[Data for this task Boundary: Start]
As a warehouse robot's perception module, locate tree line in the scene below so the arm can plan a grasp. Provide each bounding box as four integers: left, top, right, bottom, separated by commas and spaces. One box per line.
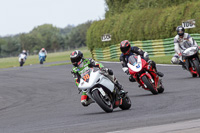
0, 21, 91, 57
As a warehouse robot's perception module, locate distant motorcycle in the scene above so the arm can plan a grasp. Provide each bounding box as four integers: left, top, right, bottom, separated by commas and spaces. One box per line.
181, 41, 200, 77
78, 67, 131, 113
126, 55, 164, 95
18, 53, 26, 67
39, 52, 46, 64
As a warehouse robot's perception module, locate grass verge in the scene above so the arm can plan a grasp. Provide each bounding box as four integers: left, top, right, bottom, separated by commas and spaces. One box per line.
0, 47, 92, 69
0, 46, 172, 69
96, 55, 173, 64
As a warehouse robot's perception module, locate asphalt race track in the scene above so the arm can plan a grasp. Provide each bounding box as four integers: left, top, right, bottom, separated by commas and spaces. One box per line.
0, 62, 200, 133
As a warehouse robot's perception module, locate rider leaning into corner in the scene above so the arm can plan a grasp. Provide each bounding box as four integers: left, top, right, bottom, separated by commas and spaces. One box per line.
39, 48, 48, 61
19, 50, 28, 59
171, 26, 200, 68
119, 40, 164, 82
70, 50, 127, 107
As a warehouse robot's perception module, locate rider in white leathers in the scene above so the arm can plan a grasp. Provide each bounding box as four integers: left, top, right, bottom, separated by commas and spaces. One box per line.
171, 26, 199, 66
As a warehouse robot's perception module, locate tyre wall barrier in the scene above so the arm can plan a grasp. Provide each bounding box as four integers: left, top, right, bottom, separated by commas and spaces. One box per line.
92, 34, 200, 60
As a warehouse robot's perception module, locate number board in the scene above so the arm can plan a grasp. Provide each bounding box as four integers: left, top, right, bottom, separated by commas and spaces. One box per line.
101, 34, 111, 42
182, 19, 195, 29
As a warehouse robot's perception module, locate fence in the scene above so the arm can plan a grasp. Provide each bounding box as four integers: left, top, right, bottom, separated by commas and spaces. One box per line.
92, 34, 200, 60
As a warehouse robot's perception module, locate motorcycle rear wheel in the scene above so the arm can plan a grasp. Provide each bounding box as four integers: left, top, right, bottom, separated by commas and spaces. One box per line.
141, 76, 158, 95
193, 60, 200, 77
119, 96, 131, 110
92, 89, 113, 113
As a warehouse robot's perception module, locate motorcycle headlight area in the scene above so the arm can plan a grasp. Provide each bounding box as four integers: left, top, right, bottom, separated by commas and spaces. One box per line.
185, 49, 197, 56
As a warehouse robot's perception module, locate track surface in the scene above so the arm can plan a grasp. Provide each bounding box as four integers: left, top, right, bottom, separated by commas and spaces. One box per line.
0, 63, 200, 133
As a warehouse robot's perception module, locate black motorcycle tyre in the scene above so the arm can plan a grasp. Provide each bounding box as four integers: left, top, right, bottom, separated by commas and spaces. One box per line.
119, 96, 131, 110
141, 75, 158, 95
20, 61, 24, 67
92, 89, 113, 113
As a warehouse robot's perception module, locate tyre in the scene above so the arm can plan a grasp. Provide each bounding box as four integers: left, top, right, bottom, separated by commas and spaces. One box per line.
141, 76, 158, 95
158, 85, 164, 93
40, 59, 43, 64
119, 96, 131, 110
20, 61, 24, 67
92, 89, 113, 113
193, 60, 200, 77
158, 79, 164, 93
192, 74, 197, 77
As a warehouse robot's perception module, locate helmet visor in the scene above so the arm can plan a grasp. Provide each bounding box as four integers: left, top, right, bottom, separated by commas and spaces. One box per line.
177, 30, 184, 36
71, 56, 82, 67
120, 46, 130, 53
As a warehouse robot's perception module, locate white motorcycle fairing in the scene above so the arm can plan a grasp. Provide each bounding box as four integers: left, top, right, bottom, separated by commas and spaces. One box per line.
78, 69, 115, 100
182, 46, 198, 57
127, 55, 142, 72
18, 54, 26, 62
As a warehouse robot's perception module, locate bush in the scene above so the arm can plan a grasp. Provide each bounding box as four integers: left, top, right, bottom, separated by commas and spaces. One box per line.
87, 1, 200, 50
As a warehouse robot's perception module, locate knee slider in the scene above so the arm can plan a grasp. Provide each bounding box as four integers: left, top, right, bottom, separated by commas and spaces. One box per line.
171, 57, 179, 64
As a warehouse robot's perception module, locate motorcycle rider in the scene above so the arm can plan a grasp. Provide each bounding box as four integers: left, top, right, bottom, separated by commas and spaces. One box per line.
39, 48, 47, 61
70, 50, 127, 106
171, 26, 199, 68
119, 40, 164, 82
19, 50, 28, 59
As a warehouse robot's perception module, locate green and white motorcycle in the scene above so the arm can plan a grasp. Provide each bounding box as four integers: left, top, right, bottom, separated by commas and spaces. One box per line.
78, 67, 131, 113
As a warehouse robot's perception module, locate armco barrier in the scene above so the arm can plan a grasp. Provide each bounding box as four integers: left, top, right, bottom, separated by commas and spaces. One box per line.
92, 34, 200, 60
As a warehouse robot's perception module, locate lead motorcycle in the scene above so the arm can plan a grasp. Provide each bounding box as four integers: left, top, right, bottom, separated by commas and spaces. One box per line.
78, 67, 131, 113
125, 55, 164, 95
181, 41, 200, 77
18, 53, 26, 67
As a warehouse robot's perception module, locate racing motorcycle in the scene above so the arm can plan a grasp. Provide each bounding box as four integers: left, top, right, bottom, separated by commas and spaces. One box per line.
181, 41, 200, 77
125, 55, 164, 95
78, 67, 131, 113
18, 53, 26, 67
39, 52, 46, 64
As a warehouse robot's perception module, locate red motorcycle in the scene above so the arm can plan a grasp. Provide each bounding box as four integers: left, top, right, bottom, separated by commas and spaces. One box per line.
127, 55, 164, 95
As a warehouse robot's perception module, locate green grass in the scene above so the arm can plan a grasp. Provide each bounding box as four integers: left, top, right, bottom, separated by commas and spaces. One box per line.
150, 55, 173, 64
0, 46, 172, 69
96, 55, 173, 64
0, 47, 92, 69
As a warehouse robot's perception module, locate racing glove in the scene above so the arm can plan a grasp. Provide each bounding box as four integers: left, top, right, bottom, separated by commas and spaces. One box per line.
122, 67, 129, 75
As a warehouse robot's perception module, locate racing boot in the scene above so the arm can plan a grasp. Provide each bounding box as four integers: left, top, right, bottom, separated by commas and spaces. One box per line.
115, 81, 127, 98
81, 92, 94, 107
156, 72, 164, 77
148, 60, 164, 77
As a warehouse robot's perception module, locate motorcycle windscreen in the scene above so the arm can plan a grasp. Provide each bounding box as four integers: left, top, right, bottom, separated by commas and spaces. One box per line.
181, 41, 193, 50
128, 55, 137, 66
81, 69, 91, 83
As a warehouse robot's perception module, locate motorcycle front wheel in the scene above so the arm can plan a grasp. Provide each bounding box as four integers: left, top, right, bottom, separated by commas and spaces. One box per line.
20, 61, 24, 67
92, 89, 113, 113
40, 59, 43, 64
141, 76, 158, 95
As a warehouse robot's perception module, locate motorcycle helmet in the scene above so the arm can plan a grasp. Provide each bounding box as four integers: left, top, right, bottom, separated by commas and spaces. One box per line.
70, 50, 83, 67
176, 26, 185, 36
42, 48, 45, 52
22, 50, 26, 53
120, 40, 131, 55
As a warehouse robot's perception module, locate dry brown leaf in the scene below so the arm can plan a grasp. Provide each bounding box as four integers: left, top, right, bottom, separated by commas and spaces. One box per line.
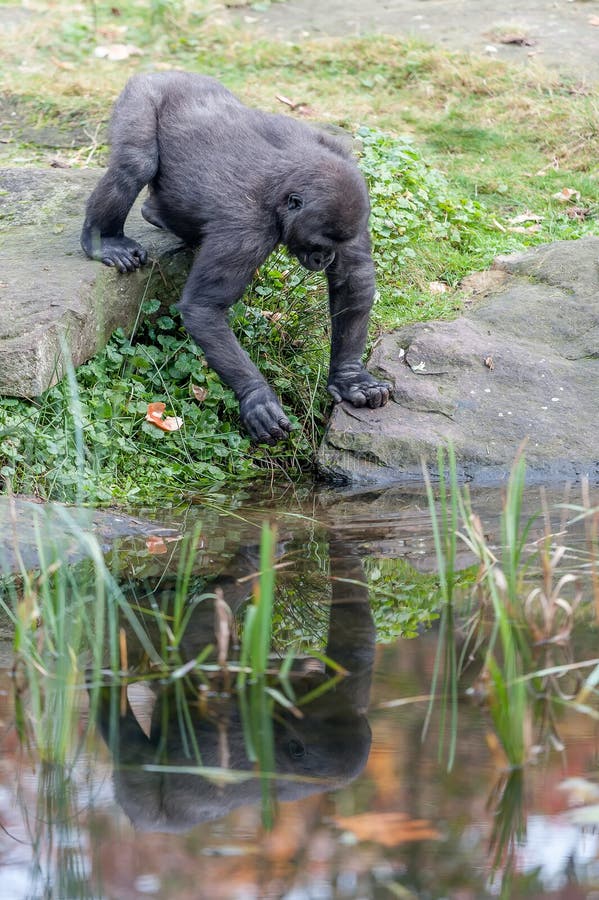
553, 187, 581, 203
565, 206, 591, 220
51, 57, 75, 70
335, 812, 441, 846
275, 94, 315, 116
97, 24, 128, 40
428, 280, 448, 294
508, 212, 543, 225
499, 34, 535, 46
191, 384, 208, 403
508, 223, 542, 234
145, 401, 184, 432
94, 43, 143, 61
276, 94, 299, 109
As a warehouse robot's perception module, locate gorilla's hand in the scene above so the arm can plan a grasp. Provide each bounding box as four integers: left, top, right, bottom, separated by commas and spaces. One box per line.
239, 387, 292, 445
328, 363, 391, 409
96, 237, 148, 273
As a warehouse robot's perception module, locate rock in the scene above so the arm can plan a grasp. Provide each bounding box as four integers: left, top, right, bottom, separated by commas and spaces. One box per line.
0, 495, 180, 574
318, 237, 599, 485
0, 167, 191, 397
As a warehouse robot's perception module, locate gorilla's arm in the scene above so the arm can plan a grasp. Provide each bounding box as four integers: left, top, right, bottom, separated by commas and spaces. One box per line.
326, 231, 390, 409
326, 545, 376, 712
81, 79, 159, 272
178, 236, 292, 444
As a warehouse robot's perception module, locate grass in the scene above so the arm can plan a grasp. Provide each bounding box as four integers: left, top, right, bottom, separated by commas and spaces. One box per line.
1, 3, 599, 498
3, 516, 278, 754
422, 448, 599, 754
419, 448, 599, 884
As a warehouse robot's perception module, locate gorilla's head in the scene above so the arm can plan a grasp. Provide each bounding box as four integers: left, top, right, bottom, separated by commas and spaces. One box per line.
278, 159, 370, 272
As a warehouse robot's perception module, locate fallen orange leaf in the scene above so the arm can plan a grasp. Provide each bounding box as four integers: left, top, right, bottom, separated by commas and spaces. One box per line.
334, 812, 441, 846
145, 536, 168, 554
145, 401, 183, 432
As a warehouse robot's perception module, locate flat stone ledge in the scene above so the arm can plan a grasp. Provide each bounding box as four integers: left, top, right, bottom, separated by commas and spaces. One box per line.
0, 167, 189, 397
318, 237, 599, 485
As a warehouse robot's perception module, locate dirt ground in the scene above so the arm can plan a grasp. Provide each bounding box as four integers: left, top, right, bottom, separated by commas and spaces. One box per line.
223, 0, 599, 81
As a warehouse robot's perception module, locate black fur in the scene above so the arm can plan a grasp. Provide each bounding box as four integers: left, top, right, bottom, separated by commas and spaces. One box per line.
81, 72, 390, 443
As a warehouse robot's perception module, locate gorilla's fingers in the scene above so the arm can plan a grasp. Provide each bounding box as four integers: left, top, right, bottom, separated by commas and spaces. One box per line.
240, 389, 291, 444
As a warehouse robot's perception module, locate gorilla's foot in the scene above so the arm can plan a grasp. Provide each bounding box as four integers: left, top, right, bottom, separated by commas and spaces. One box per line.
239, 387, 292, 445
328, 363, 391, 409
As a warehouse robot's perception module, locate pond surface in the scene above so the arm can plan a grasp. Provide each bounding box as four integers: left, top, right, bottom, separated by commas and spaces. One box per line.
0, 483, 598, 899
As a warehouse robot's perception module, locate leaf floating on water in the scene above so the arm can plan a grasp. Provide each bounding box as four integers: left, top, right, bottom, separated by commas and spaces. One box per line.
334, 812, 441, 846
145, 535, 168, 555
145, 401, 184, 432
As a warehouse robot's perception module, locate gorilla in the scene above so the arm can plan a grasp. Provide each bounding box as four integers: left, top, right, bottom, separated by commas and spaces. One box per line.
93, 537, 375, 831
81, 71, 390, 443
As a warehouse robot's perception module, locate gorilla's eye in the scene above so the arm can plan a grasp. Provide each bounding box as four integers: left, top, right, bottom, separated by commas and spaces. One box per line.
287, 193, 304, 210
287, 738, 305, 759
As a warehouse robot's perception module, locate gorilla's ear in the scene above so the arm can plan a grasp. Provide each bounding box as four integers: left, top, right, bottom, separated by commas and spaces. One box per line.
287, 193, 304, 210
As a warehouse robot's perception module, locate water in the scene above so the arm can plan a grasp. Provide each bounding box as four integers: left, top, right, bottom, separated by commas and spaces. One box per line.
0, 483, 598, 899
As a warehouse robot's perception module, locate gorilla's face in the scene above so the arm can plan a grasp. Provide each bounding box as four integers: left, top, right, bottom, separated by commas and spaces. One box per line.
280, 186, 369, 273
282, 194, 338, 271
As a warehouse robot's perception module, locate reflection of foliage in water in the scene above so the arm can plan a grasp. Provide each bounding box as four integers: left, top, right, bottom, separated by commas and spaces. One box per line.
365, 555, 477, 641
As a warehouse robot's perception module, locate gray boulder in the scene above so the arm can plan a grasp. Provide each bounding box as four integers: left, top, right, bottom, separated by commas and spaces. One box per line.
0, 167, 189, 397
318, 237, 599, 485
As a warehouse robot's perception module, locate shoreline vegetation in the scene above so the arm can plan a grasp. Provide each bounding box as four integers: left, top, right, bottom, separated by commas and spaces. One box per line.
1, 2, 598, 500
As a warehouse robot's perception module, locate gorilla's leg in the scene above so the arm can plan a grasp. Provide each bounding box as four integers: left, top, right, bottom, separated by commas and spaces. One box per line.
326, 231, 391, 409
81, 77, 160, 272
178, 238, 291, 444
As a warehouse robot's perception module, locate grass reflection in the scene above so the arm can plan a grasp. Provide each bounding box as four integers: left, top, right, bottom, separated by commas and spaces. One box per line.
422, 446, 599, 890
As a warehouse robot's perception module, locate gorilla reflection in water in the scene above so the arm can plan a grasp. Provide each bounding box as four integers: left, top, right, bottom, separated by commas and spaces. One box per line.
95, 539, 375, 832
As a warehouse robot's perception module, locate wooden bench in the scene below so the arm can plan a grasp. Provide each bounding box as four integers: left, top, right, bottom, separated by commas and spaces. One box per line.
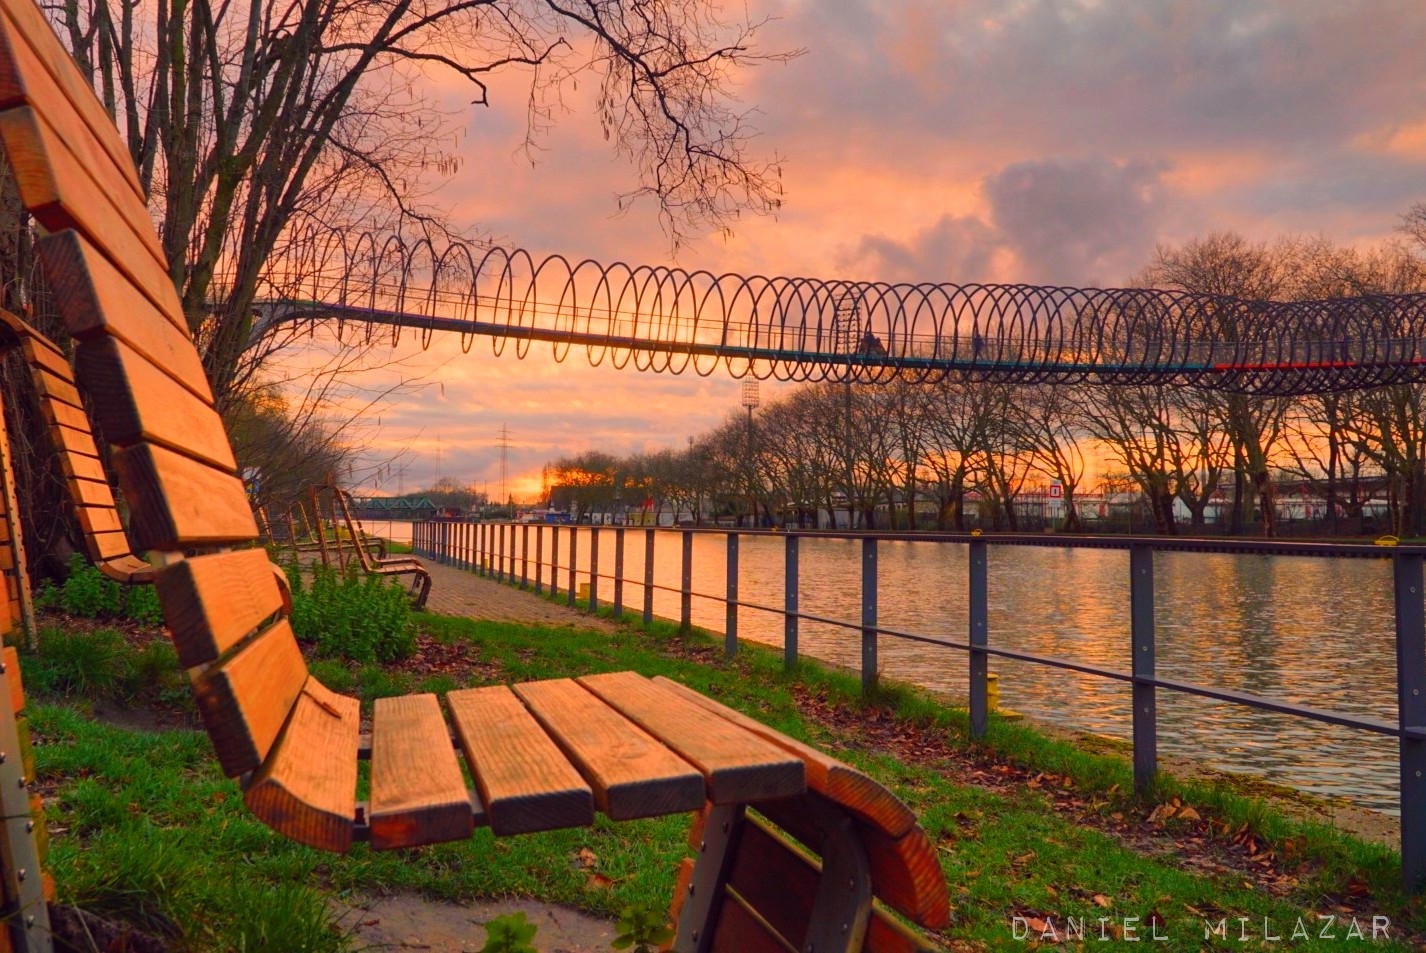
0, 2, 951, 950
316, 483, 431, 608
0, 309, 152, 585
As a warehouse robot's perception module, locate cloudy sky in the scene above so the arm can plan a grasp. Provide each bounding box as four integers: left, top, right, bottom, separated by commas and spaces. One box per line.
315, 0, 1426, 500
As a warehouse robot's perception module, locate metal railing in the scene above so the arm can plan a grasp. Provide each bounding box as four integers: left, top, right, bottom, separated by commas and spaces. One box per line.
413, 520, 1426, 891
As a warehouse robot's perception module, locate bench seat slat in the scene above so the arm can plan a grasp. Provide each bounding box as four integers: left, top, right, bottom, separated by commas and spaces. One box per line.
0, 104, 165, 270
31, 365, 83, 410
58, 449, 105, 484
369, 693, 474, 850
38, 395, 88, 433
654, 676, 916, 839
75, 336, 236, 470
0, 0, 145, 199
62, 475, 119, 510
155, 549, 286, 668
192, 618, 307, 777
73, 503, 122, 535
579, 672, 805, 805
447, 685, 594, 836
84, 529, 133, 562
39, 230, 202, 376
96, 554, 152, 584
48, 422, 100, 459
111, 442, 256, 551
245, 678, 359, 853
512, 678, 705, 820
16, 332, 69, 379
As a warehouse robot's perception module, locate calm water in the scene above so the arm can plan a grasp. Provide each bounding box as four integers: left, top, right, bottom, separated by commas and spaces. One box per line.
410, 522, 1401, 814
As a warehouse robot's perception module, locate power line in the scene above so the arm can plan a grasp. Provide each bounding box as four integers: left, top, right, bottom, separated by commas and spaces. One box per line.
497, 424, 511, 506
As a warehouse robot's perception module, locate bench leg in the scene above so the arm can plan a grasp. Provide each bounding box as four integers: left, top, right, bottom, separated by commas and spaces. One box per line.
670, 803, 744, 953
412, 568, 432, 610
802, 811, 872, 953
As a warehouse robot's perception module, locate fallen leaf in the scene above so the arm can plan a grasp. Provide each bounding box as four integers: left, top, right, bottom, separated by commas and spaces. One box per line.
1092, 894, 1112, 908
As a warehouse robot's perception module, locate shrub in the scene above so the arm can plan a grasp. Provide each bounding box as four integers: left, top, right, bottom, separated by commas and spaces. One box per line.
285, 562, 416, 663
36, 555, 164, 626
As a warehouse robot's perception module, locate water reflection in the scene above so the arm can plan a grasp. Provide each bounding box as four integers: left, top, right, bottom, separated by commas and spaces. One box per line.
432, 524, 1401, 814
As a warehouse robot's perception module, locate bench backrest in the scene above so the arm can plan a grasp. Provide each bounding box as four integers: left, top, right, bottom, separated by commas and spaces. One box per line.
0, 0, 312, 785
0, 308, 152, 582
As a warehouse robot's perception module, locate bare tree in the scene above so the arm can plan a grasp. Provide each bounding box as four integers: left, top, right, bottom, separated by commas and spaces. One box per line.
1009, 383, 1089, 531
54, 0, 793, 411
1135, 233, 1294, 534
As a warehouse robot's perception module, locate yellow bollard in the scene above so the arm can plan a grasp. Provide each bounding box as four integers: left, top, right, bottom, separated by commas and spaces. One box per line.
985, 672, 1024, 721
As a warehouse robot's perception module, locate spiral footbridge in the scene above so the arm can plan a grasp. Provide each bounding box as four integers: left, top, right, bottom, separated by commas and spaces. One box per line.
246, 232, 1426, 396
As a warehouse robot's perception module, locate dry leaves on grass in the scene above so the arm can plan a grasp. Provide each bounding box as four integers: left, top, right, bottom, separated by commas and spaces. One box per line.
786, 684, 1384, 919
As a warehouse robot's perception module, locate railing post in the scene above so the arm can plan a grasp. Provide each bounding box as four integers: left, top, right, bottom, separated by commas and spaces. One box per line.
862, 537, 878, 697
508, 522, 517, 581
521, 524, 530, 589
475, 523, 483, 575
550, 525, 561, 597
568, 527, 579, 607
498, 524, 507, 582
784, 534, 799, 670
590, 527, 601, 613
534, 524, 544, 595
1130, 543, 1158, 797
458, 522, 467, 570
725, 532, 739, 658
969, 537, 989, 739
1395, 553, 1426, 891
644, 529, 656, 626
680, 530, 693, 631
614, 527, 625, 620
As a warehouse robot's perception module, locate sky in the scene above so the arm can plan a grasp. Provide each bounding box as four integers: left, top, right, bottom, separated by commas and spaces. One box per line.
306, 0, 1426, 501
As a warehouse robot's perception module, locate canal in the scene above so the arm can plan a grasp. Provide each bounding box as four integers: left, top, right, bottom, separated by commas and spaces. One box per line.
400, 521, 1400, 814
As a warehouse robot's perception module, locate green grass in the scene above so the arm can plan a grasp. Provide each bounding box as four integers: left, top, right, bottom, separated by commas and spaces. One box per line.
24, 597, 1426, 950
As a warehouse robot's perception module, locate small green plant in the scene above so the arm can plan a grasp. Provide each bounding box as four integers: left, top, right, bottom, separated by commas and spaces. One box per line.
612, 902, 674, 952
478, 911, 538, 953
285, 562, 416, 663
35, 554, 164, 626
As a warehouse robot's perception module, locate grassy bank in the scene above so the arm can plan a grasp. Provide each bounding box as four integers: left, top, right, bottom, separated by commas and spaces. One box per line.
22, 594, 1426, 950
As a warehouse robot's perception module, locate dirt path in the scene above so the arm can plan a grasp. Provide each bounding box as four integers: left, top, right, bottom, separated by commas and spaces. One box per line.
337, 895, 616, 952
421, 560, 616, 632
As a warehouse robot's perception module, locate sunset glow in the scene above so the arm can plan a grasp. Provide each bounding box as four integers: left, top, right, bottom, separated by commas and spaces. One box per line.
292, 1, 1426, 499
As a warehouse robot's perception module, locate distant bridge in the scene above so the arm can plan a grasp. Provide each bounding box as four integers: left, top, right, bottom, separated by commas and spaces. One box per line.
245, 232, 1426, 396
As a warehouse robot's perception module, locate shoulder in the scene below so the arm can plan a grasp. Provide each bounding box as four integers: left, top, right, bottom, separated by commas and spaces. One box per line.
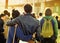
[Data for this task Boundary: End]
Exercise instructions: In the records above, find the line with "As a warehouse robot's perception module, locate sunset" and copy from it through the last line exactly, without the pictures.

Solution for this problem:
As a warehouse robot's perception module, locate sunset glow in the scene above so the arm can plan a grasp. Provide each bounding box as four integers: left, top, right, bottom, separated by commas and spaces. One box per line.
292, 1, 1426, 499
As a warehouse robot's perception module, locate distant bridge in the scene above so the arm can plan a grasp. Provide each bounding box as four integers: left, top, right, bottom, separated by commas and spaces. One box per line.
245, 232, 1426, 396
As a warehouse robot's perception module, locate shoulder in the scene below so the arm can plan a grasp. Provide each bounding box as four integers: left, top, right, bottom, separated by commas and spaces. One box per line.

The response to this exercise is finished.